→ **Exercise task a**:
Report how many lines of the listing below contain the string "pale", matching case exactly. Give only the number.

Several things have been known about mountain hiking for years: Firstly, hiking/mountaineering is the most popular activity in the mountains among locals and vacationers. Secondly, it is the mountain sport discipline with the highest number of fatalities (106 on average in Austria, followed by piste/ski route with 29 fatalities). Thirdly, it is also the alpine sport with the most different levels of difficulty – not only in the different Alpine nations, no, even within Austria, for example, there are different official classifications depending on the federal state, which do not go beyond the national border. Even experts lose track here and have just as little overview as the mountain hikers themselves. The good news: as part of the ongoing Interreg project DIGIWAY, numerous different trail classifications have – finally – been studied, compared and contrasted in a transnational and neutral manner. Not to reinvent anything, but to present the current situation and to develop a practical proposal for an objective and fact-based comparison for all user groups. Walter Würtl and Peter Plattner report on behalf of the project team.
Walter Würtl
Alpine scientist,
Expert, mountain guide
Peter Plattner
Specialist author, expert,
mountain guide
“DIGIWAY – Geodata for Safety in the Mountains” is an Interreg project in which a working group under the leadership of the Province of Tyrol (Forestry/Landscape Service Group, Sports Department) has carried out a comparison of trail classifications and developed a system for assessing technical difficulty and danger (consequences). The content was developed by Lucia Felbauer, Klaus Pietersteiner, Christoph Kovacs, Christoph Höbenreich (all from the Province of Tyrol) and Walter Würtl and Peter Plattner (LO.LA Peak Solutions GmbH).
More about this project at europaregion.info.
Looking at the ÖKAS accident statistics – still under the impression of the series of fatal accidents on Austria’s hiking trails in spring and at the beginning of summer 2025 – it quickly becomes clear where measures for alpine accident prevention could be implemented most effectively or are urgently needed. Of the 303 alpine fatalities in the last observation period (01.11.2023 to 31.10.2024), 120 died while hiking: 40 percent due to cardiovascular disorders, 26 percent due to falling/stumbling/slipping and 24 percent fell fatally.

→ **Record set**:

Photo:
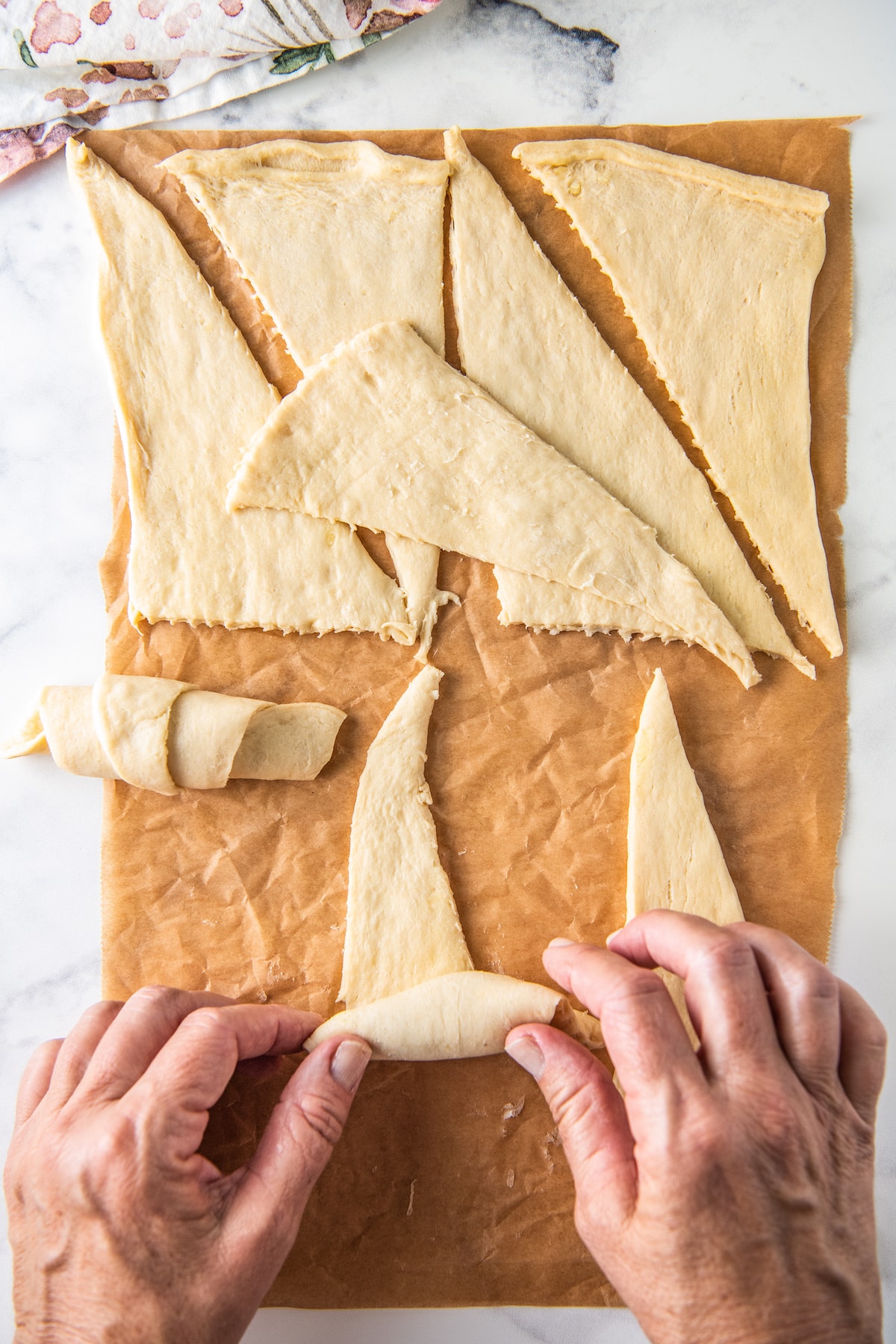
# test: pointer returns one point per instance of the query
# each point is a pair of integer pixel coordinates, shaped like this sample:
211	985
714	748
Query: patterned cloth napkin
66	65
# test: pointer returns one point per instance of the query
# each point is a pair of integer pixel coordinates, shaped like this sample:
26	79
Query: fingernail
527	1054
348	1063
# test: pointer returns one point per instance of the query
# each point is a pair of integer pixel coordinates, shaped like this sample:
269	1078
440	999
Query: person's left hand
120	1229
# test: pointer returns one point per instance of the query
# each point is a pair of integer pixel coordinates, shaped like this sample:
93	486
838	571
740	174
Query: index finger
724	989
190	1073
641	1027
148	1019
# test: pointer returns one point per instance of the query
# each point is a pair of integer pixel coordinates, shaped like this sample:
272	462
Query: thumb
296	1147
591	1120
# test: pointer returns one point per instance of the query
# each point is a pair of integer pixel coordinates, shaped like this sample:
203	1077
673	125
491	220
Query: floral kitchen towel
66	65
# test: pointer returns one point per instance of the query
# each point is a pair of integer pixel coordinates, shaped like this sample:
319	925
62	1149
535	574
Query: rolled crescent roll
168	735
457	1016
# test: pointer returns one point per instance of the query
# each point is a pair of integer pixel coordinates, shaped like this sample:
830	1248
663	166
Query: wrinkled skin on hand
120	1229
729	1195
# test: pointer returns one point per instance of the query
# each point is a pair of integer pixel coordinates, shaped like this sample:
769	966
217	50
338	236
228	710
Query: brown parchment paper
449	1186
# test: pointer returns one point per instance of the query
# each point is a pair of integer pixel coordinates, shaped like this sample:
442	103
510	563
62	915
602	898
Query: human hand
729	1195
120	1229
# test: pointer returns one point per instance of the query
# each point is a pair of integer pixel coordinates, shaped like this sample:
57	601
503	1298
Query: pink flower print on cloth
73	63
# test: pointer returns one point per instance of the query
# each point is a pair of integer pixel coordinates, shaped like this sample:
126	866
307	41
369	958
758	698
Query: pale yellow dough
524	337
675	858
188	396
716	269
402	924
455	1016
385	435
408	976
163	735
335	238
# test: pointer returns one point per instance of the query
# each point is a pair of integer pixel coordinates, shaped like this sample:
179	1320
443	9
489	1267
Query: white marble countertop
474	62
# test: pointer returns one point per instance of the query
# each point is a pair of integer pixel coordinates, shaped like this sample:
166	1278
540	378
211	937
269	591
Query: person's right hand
729	1195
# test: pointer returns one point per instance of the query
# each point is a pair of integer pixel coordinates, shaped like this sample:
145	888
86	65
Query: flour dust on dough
675	858
524	337
718	269
188	396
408	974
385	435
335	238
167	735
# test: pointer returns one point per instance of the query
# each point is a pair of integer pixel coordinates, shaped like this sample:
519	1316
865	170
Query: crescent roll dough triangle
524	337
718	269
335	238
408	976
675	858
385	435
188	396
402	924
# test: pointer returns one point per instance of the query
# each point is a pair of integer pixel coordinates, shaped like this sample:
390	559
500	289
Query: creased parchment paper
449	1187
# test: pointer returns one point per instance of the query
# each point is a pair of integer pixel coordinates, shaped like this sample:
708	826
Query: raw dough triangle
675	858
524	337
385	435
335	238
402	924
188	396
718	269
408	976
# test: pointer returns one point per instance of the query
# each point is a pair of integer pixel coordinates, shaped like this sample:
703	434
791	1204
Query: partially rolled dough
163	735
408	976
385	435
675	858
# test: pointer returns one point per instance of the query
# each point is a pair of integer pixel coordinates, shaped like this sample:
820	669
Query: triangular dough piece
188	396
524	337
401	925
385	435
335	238
417	564
675	858
408	976
716	269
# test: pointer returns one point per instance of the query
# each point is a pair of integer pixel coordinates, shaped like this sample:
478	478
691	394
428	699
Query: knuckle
874	1033
570	1102
158	999
726	954
324	1115
817	983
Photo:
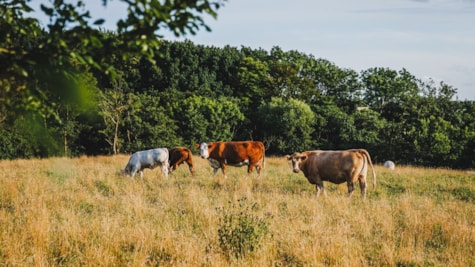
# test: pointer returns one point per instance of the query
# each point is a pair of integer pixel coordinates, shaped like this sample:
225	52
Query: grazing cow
334	166
220	154
147	159
178	155
390	165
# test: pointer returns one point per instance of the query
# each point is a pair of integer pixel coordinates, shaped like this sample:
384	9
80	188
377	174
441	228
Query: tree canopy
72	89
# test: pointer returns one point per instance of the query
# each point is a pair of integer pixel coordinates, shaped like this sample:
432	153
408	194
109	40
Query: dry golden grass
79	212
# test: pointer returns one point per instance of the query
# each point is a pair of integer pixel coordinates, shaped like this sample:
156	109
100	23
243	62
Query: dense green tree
203	119
286	125
147	125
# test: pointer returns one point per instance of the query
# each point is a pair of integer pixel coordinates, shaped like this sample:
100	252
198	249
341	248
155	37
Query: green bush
240	230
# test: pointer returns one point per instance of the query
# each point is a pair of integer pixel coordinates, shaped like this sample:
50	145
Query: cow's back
238	150
333	166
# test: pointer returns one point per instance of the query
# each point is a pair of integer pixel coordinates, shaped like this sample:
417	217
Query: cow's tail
368	159
263	157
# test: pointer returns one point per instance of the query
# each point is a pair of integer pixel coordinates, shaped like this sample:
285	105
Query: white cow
147	159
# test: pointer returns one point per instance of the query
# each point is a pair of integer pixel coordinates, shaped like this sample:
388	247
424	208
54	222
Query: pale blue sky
430	38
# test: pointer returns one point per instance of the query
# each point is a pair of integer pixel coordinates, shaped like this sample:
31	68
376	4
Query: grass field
80	212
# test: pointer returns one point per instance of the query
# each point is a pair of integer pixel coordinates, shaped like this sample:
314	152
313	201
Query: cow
334	166
390	165
238	153
178	155
147	159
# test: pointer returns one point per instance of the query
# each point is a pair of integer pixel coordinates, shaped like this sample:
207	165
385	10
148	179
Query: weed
240	230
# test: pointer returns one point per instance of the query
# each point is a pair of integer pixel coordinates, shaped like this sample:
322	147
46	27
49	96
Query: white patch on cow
239	164
214	163
204	153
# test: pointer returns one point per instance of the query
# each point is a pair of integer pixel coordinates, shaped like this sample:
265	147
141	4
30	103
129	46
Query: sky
432	39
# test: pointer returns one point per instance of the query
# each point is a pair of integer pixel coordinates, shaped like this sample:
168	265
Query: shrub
240	230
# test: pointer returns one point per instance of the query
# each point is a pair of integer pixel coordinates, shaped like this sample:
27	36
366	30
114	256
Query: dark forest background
83	97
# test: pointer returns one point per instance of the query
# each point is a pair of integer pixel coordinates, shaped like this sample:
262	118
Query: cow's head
204	150
296	159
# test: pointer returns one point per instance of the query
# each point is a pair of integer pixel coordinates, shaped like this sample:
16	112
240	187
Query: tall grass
80	212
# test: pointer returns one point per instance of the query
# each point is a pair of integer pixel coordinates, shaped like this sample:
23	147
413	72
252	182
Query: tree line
180	94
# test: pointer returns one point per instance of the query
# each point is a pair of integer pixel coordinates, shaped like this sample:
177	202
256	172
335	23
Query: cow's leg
351	187
362	181
319	187
165	170
223	169
190	166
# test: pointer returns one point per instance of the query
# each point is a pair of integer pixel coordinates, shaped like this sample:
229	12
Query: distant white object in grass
390	165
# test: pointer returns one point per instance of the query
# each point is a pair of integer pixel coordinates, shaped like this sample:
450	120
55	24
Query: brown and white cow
179	155
334	166
238	153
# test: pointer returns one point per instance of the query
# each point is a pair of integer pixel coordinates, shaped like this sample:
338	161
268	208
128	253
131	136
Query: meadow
80	212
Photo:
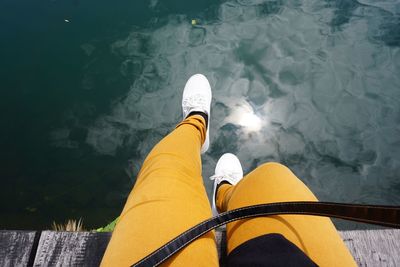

→ **Exercise task b**:
Revise the stretch from "More about this" through "percent fell fatally." in the mountain hiking text above so that "hiking trails" becomes "mountain paths".

→ **Written reply a**:
2

→ **Written reply b**:
More about this project at europaregion.info.
Looking at the ÖKAS accident statistics – still under the impression of the series of fatal accidents on Austria’s mountain paths in spring and at the beginning of summer 2025 – it quickly becomes clear where measures for alpine accident prevention could be implemented most effectively or are urgently needed. Of the 303 alpine fatalities in the last observation period (01.11.2023 to 31.10.2024), 120 died while hiking: 40 percent due to cardiovascular disorders, 26 percent due to falling/stumbling/slipping and 24 percent fell fatally.